-------- Raw data --------

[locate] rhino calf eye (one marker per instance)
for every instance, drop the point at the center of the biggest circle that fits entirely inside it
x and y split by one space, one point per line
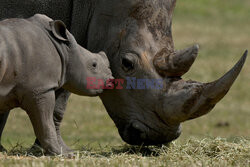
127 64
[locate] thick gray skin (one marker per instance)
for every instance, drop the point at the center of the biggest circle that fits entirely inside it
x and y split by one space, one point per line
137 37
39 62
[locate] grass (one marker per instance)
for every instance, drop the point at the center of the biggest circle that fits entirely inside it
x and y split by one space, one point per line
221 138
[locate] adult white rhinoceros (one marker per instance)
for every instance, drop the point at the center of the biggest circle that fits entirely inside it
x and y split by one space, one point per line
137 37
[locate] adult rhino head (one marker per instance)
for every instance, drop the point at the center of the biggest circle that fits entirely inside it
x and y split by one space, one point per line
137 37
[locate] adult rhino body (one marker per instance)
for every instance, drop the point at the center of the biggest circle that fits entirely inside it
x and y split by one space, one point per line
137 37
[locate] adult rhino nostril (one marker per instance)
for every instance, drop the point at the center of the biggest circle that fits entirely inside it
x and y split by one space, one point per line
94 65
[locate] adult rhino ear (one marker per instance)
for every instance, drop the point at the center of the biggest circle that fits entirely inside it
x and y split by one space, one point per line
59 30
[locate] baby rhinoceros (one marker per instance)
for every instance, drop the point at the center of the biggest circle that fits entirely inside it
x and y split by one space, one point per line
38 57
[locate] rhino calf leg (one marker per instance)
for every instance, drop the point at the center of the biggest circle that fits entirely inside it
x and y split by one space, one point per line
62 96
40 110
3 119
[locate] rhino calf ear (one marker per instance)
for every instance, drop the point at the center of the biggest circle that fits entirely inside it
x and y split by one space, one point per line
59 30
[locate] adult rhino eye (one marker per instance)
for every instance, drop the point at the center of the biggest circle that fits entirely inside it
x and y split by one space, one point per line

--------

## [What you have to do]
Without including any pictures, print all of the material exactly as given.

## [Result of this task]
[locate] rhino calf eye (one marker per instance)
for every instance, drop the point at the center of the biggest circle that fits entirely inside it
x and y split by one space, one point per line
127 64
[locate] thick gray skin (one marker per instance)
for every instance, drop the point at the center of the biggest circle that fits entirely inside it
x and y split by one space, one point per line
137 37
39 62
[locate] grass (one marker per instance)
for every instance, drop the point at the center of the biggest circle that fits entirely inside it
x and y split by one space, one point per line
221 138
[locate] adult white rhinoceros (one marker per instance)
for every instance, drop the point at the center of the biggest circle that fits entirely inside it
x and y split by one space, one point per line
137 37
[locate] adult rhino head (one marker per instance)
for every instance, drop the point at the center of the biggest circle that fits entirely inside it
x and y split by one space, one point per line
137 37
[locate] adult rhino body (one marker per instance)
for every instance, drop the point at the center of the biggest circle that fits entirely inside it
x and y split by one space, one point per line
137 37
[locate] adult rhino nostril (one marker per instance)
for every instance, drop the point at the center of the biggest circle that fits entirely inside it
x and y split by one space, one point per line
94 65
[locate] adult rhino ear (one marker per instance)
for every instance, drop the point at the center of the biggest circle that fits entirely inside it
x and y split by one space, one point per line
59 30
[locate] baby rhinoceros (one marker per instance)
for every instance, drop the point at the center of the biggest circle that fits entirely inside it
x and y split by one space, one point per line
38 57
[locate] rhino calf leg (one marker per instance)
for every instance, drop the point at the center of the biggest circle that fits entirely inside it
x and y split by one space, one point per line
62 96
40 110
3 119
[locate] rhino calf ear (one marker per instance)
for every instance, drop the point at the center of the biggest circle that fits entirely inside it
x and y split by one space, one point per line
59 30
[locate] adult rhino eye (one marker per instance)
for every instance, drop the point at the center of the biggest circle that fits entirely inside it
x and y split by one space, one point per line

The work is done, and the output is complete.